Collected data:
▬▬▬▬▬▬

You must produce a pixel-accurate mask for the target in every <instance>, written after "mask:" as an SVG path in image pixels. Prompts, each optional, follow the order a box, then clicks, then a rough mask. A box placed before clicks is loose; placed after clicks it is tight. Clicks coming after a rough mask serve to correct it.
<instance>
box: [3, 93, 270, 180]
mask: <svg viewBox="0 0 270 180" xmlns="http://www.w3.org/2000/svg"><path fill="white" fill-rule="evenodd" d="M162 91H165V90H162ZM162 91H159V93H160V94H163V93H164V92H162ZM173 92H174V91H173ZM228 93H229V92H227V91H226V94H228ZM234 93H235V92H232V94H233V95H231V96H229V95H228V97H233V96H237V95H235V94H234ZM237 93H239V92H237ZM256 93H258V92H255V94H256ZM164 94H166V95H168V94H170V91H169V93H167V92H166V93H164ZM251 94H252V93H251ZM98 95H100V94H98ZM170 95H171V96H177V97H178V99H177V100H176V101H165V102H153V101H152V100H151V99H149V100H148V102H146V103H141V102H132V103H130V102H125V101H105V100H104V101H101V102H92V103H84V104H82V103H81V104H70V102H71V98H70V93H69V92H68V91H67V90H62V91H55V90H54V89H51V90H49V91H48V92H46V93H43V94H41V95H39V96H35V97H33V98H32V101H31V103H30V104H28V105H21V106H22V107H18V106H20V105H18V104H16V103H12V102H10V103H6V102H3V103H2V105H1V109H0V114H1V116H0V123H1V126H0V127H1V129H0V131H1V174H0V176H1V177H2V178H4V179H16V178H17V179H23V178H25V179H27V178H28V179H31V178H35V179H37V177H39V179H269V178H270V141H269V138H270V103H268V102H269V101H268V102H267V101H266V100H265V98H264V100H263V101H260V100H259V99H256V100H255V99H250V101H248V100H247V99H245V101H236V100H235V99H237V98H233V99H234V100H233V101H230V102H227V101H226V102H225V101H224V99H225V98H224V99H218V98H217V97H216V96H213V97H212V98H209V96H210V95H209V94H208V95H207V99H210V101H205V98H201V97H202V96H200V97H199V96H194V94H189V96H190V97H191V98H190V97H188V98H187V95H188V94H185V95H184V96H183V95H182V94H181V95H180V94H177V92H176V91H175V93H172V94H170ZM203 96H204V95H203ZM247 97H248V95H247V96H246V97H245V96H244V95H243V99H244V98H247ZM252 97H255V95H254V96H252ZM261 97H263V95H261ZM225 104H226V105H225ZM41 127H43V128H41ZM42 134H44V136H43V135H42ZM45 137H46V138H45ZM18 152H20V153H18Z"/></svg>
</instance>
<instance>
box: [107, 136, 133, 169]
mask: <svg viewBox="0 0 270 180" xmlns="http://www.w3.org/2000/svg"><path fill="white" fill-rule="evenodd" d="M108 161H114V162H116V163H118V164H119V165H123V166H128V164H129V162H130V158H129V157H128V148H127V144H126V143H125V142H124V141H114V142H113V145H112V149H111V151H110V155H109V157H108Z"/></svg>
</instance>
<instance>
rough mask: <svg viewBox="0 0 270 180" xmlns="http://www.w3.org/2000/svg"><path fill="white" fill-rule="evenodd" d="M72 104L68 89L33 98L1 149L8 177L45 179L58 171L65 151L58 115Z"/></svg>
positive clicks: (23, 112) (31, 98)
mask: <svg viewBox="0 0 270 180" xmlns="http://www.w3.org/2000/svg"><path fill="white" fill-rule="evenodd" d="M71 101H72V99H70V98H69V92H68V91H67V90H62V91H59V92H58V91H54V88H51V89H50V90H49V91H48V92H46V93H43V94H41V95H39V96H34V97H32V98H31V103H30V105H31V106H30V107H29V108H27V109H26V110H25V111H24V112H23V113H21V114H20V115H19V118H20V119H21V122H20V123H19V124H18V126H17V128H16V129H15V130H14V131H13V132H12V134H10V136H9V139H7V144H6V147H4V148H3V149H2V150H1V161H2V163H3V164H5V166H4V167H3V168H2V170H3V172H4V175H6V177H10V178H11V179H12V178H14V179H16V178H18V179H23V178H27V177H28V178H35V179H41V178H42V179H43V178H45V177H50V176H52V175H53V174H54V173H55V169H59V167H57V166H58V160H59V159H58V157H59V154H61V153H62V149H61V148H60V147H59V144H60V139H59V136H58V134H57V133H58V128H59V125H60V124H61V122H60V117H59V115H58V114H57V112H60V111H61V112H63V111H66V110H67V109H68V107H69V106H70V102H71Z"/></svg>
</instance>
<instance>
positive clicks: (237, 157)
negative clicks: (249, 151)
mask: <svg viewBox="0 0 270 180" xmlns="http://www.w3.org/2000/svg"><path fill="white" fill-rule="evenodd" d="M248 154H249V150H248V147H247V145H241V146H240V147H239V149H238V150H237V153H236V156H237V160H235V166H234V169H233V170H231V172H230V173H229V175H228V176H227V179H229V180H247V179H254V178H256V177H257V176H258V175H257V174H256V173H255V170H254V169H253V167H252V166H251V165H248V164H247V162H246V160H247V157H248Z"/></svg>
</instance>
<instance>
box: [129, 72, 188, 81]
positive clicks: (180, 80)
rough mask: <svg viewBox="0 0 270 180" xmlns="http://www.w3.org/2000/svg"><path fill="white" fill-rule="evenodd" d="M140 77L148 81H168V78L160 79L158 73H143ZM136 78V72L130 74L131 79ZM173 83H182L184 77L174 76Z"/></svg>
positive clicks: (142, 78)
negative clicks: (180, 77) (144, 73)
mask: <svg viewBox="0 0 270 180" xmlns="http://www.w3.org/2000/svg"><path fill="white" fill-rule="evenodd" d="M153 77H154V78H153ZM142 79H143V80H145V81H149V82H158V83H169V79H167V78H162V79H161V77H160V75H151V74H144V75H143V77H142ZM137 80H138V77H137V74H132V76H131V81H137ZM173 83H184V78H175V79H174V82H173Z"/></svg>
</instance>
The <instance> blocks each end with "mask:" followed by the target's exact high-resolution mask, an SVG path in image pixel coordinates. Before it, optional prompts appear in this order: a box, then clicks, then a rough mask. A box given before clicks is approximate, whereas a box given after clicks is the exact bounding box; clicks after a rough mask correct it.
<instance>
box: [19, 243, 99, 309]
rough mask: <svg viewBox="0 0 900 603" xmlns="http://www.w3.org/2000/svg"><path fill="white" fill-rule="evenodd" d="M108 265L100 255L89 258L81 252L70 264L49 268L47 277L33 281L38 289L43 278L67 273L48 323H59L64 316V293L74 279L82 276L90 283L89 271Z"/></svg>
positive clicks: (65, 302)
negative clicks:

▬▬▬▬▬▬

**HOW TO COMPLETE THIS TASK**
Print all of the entries exactly as they appear.

**TASK ANSWER**
You must produce a pixel-accurate mask for the target in every <instance>, written after "mask:" as an SVG path in image pixels. Prompts, each optional, follow the order a box, then clicks, then a rough mask. A box placed before clicks is loose; placed after clicks it is tight. Clicks coming after a rough mask serve to correct it.
<instance>
box: [3, 93, 270, 180]
mask: <svg viewBox="0 0 270 180" xmlns="http://www.w3.org/2000/svg"><path fill="white" fill-rule="evenodd" d="M162 91H165V90H162ZM162 91H159V93H160V94H163V93H164V92H162ZM173 92H174V91H173ZM228 93H229V92H227V91H226V94H228ZM234 93H235V92H232V94H233V95H231V96H229V95H228V97H233V96H237V95H235V94H234ZM237 93H239V92H237ZM256 93H258V92H255V94H256ZM164 94H166V95H168V94H170V91H169V93H167V92H166V93H164ZM251 94H252V93H251ZM98 95H100V94H98ZM170 95H171V96H177V97H178V99H177V100H176V101H165V102H153V101H152V100H151V99H149V100H148V102H146V103H141V102H132V103H130V102H125V101H105V100H104V101H101V102H92V103H84V104H82V103H81V104H70V102H71V98H70V93H69V92H68V91H67V90H62V91H55V90H54V89H51V90H49V91H48V92H46V93H43V94H41V95H39V96H35V97H33V98H32V101H31V103H30V104H28V105H21V106H22V107H18V106H20V105H18V104H16V103H12V102H10V103H6V102H3V103H2V105H1V109H0V114H1V116H0V123H1V126H0V127H1V129H0V131H1V174H0V176H1V177H2V178H4V179H16V178H17V179H23V178H25V179H27V178H28V179H31V178H35V179H37V177H39V179H269V178H270V141H269V138H270V103H268V102H269V101H268V102H267V101H266V100H265V98H264V100H263V101H260V100H259V99H256V100H255V99H250V101H248V100H247V99H245V101H236V100H235V99H237V98H233V99H234V100H233V101H230V102H227V101H226V102H225V101H224V99H225V98H224V99H218V98H217V97H216V96H213V97H212V98H209V96H210V95H209V94H208V95H207V99H210V101H205V98H201V97H202V96H200V97H199V96H194V94H189V96H190V97H191V98H190V97H188V98H187V95H188V94H185V95H184V96H183V95H182V94H181V95H180V94H177V92H176V91H175V93H172V94H170ZM203 96H204V95H203ZM247 97H248V95H247V96H246V97H245V96H244V95H243V99H244V98H247ZM252 97H255V95H254V96H252ZM261 97H263V95H261ZM225 104H226V105H225ZM41 127H43V128H41ZM42 134H44V136H43V135H42ZM45 137H46V138H45ZM18 152H20V153H18Z"/></svg>
</instance>
<instance>
box: [107, 136, 133, 169]
mask: <svg viewBox="0 0 270 180" xmlns="http://www.w3.org/2000/svg"><path fill="white" fill-rule="evenodd" d="M108 161H114V162H116V163H118V164H119V165H123V166H128V164H129V162H130V158H129V157H128V148H127V144H126V143H125V142H124V141H114V142H113V145H112V149H111V151H110V155H109V157H108Z"/></svg>
</instance>
<instance>
rough mask: <svg viewBox="0 0 270 180" xmlns="http://www.w3.org/2000/svg"><path fill="white" fill-rule="evenodd" d="M72 104L68 89L33 98L1 149L8 177L45 179L58 171L65 151L58 115Z"/></svg>
positive clicks: (23, 112) (31, 98)
mask: <svg viewBox="0 0 270 180" xmlns="http://www.w3.org/2000/svg"><path fill="white" fill-rule="evenodd" d="M71 101H72V99H70V98H69V92H68V91H67V90H62V91H59V92H58V91H54V88H51V89H50V90H49V91H48V92H46V93H43V94H41V95H39V96H34V97H32V98H31V103H30V105H31V106H30V107H29V108H27V109H26V110H25V111H24V112H23V113H21V114H20V115H19V118H20V119H21V122H20V123H19V124H18V126H17V128H16V129H15V130H14V131H13V132H12V134H10V136H9V139H7V144H6V147H4V148H3V149H2V150H1V161H2V163H3V164H5V166H4V167H3V168H2V170H3V172H4V175H6V177H10V178H11V179H12V178H14V179H16V178H18V179H23V178H27V177H28V178H35V179H41V178H42V179H43V178H45V177H50V176H52V175H53V174H54V173H55V169H59V167H57V166H58V160H59V159H58V157H59V154H61V153H62V149H61V148H60V147H59V144H60V139H59V136H58V134H57V133H58V128H59V125H60V124H61V122H60V117H59V115H58V114H57V112H60V111H61V112H63V111H66V110H67V109H68V107H69V106H70V102H71Z"/></svg>
</instance>
<instance>
positive clicks: (237, 157)
negative clicks: (249, 151)
mask: <svg viewBox="0 0 270 180" xmlns="http://www.w3.org/2000/svg"><path fill="white" fill-rule="evenodd" d="M248 154H249V150H248V147H247V145H241V146H240V147H239V149H238V150H237V153H236V156H237V160H235V166H234V169H233V170H231V172H230V173H229V175H228V176H227V179H229V180H247V179H254V178H256V177H257V176H258V175H257V174H256V173H255V170H254V169H253V167H252V166H251V165H248V164H247V162H246V160H247V157H248Z"/></svg>
</instance>
<instance>
box: [129, 72, 188, 81]
positive clicks: (180, 80)
rough mask: <svg viewBox="0 0 270 180" xmlns="http://www.w3.org/2000/svg"><path fill="white" fill-rule="evenodd" d="M140 77L148 81H168V78L160 79L158 73H143ZM136 78V72L130 74L131 79ZM173 83H182L184 77L174 76Z"/></svg>
positive clicks: (142, 78)
negative clicks: (180, 77) (144, 73)
mask: <svg viewBox="0 0 270 180" xmlns="http://www.w3.org/2000/svg"><path fill="white" fill-rule="evenodd" d="M153 77H154V78H153ZM142 79H143V80H145V81H149V82H158V83H169V79H167V78H162V79H161V77H160V75H151V74H144V75H143V77H142ZM137 80H138V77H137V74H132V76H131V81H137ZM173 83H184V78H175V79H174V82H173Z"/></svg>
</instance>
The <instance> blocks each end with "mask:" followed by the target's exact high-resolution mask, an SVG path in image pixel coordinates. Before it, optional prompts appear in this order: a box, then clicks, then a rough mask. A box given before clicks is approximate, whereas a box given after clicks is the exact bounding box; clicks after a rough mask correct it.
<instance>
box: [19, 243, 99, 309]
rough mask: <svg viewBox="0 0 900 603" xmlns="http://www.w3.org/2000/svg"><path fill="white" fill-rule="evenodd" d="M108 265L100 255L89 258L81 252L70 264L49 268L47 277L33 281L38 289L43 278L67 273L48 323H59L64 316V293L74 279L82 276L90 283L89 271Z"/></svg>
positive clicks: (65, 302)
negative clicks:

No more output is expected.